▶ Information supplied:
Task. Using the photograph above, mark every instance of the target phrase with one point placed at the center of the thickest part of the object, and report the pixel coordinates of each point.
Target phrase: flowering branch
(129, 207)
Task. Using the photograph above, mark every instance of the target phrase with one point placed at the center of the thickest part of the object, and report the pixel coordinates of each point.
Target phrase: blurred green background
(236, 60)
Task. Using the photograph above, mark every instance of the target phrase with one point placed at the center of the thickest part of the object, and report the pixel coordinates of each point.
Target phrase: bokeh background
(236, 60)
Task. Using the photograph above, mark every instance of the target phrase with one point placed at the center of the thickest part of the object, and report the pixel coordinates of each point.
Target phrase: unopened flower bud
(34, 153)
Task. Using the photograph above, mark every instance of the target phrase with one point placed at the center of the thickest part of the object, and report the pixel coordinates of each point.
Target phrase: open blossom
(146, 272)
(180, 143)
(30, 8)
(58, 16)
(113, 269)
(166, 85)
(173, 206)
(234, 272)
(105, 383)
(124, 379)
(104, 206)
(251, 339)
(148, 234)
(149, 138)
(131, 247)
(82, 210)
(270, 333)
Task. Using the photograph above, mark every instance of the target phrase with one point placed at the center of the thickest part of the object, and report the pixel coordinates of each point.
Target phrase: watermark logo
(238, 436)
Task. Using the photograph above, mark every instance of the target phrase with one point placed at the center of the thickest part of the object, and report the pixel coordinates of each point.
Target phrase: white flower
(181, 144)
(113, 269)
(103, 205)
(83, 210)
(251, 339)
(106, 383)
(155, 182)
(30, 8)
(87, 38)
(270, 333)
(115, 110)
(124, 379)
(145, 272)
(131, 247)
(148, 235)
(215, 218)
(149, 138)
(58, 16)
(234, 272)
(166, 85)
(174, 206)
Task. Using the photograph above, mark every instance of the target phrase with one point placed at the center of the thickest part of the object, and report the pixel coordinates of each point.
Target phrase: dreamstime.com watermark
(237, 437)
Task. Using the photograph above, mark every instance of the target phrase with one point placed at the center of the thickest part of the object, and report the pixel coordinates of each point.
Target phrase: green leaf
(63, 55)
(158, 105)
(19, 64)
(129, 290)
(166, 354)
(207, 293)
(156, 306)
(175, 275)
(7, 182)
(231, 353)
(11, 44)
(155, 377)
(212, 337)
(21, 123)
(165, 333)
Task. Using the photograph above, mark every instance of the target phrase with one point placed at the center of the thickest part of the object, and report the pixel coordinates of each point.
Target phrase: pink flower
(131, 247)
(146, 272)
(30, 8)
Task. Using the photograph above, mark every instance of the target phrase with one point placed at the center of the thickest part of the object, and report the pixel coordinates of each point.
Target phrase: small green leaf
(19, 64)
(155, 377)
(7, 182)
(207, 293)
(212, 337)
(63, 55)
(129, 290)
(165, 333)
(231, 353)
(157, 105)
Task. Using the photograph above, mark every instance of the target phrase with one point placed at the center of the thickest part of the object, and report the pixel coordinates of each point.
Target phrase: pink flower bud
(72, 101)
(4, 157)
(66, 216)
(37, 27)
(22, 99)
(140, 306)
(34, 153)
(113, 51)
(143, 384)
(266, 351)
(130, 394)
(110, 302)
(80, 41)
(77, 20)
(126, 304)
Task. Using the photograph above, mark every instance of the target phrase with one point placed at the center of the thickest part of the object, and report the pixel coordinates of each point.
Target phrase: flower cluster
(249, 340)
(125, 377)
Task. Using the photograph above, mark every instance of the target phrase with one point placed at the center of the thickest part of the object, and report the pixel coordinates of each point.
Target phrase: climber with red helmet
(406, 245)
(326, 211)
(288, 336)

▶ Exercise: Take the listing above and set it down exactly.

▶ Output for this exercise:
Task. Using the photograph above, mark every instance of the target phrase with one point placed at the center of the thickest part of the object, and report the pixel coordinates of each point.
Target phrase: flowering branch
(129, 207)
Task. Using the photograph above, mark every instance of the target phrase with one point placed at the center of the thickest part of the object, and report the pixel coordinates of each point.
Target phrase: blurred green background
(236, 60)
Task. Using the photograph above, mark every instance of the target phrase with one point placed at the center of the thickest part of the object, and report the pixel coordinates of each point.
Target phrase: bokeh background
(236, 60)
Task. Using the photograph above, mark every instance of the target phrase with one point placed at the center of the thickest part of the object, and report the pixel coordinates of each point.
Target phrase: unopened flower bud
(34, 153)
Task. Using the photograph above, mark every instance of the target phrase with one point placed at the center of the thickest part of the object, and report the pixel coordinates of each point.
Target phrase: open blossom
(146, 272)
(180, 143)
(30, 8)
(58, 16)
(113, 269)
(166, 85)
(173, 206)
(234, 272)
(105, 383)
(124, 379)
(104, 206)
(251, 339)
(148, 234)
(149, 138)
(131, 247)
(82, 210)
(270, 333)
Task. Using the photograph above, mark every instance of the target phrase with one point placed at the center of the thickest part of the object, and report the pixel coordinates of each point.
Target phrase: watermark logo
(238, 436)
Task. Using the photograph above, mark every instance of the target phrase with one point placed at the center of the thickest part of the object, and report the pixel coordinates of each point.
Target phrase: white flower
(181, 144)
(113, 269)
(103, 205)
(83, 210)
(251, 339)
(106, 383)
(155, 182)
(30, 8)
(87, 38)
(270, 333)
(115, 110)
(124, 379)
(145, 272)
(131, 247)
(148, 235)
(215, 218)
(149, 138)
(58, 16)
(234, 272)
(166, 85)
(174, 206)
Task. Using the photograph above, mark every instance of the target phrase with one point placed at the center of the thickest part of the object, and report the pixel coordinates of each point.
Target phrase: dreamstime.com watermark
(237, 437)
Task. Using the photograph above, mark every instance of the target phrase with one point placed at the center of the thickest part of the object, and report the pixel coordinates of each point.
Target phrase: green leaf
(63, 55)
(158, 105)
(19, 64)
(129, 290)
(166, 354)
(207, 293)
(156, 306)
(175, 275)
(7, 182)
(231, 353)
(11, 44)
(155, 377)
(212, 337)
(21, 123)
(165, 333)
Task. Using the photograph above, mark every instance of the target phrase with one point placed at the center of the thickest part of the object, and report the pixel coordinates of each point.
Target phrase: pink flower
(131, 247)
(146, 272)
(30, 8)
Task. Using the photograph above, mark every instance of the target phrase with one point placed at the center of the thickest part of the object, and report the pixel coordinates of each point.
Target phrase: small green leaf
(19, 64)
(155, 377)
(7, 182)
(207, 293)
(212, 337)
(63, 55)
(129, 290)
(165, 333)
(231, 353)
(157, 105)
Task. Using the photograph above, mark every instance of the target phrase with one point placed at the center of the thickest part of the object, and report the pixel coordinates of each point.
Target phrase: pink flower bud
(72, 101)
(4, 157)
(66, 216)
(37, 27)
(22, 99)
(140, 306)
(34, 153)
(113, 51)
(143, 384)
(266, 351)
(130, 394)
(110, 302)
(80, 41)
(77, 20)
(126, 304)
Task. Using the photograph above, mark every instance of the target phrase with one point placed at the center of the thickest part of the object, and report the pixel coordinates of each point.
Target phrase: flower cluster
(249, 340)
(125, 377)
Task. Using the photograph above, mark every instance of the target phrase with one point placed at the center of the thickest part of the object, and report the pixel coordinates of each point.
Target phrase: climber with red helmet
(406, 245)
(326, 211)
(288, 336)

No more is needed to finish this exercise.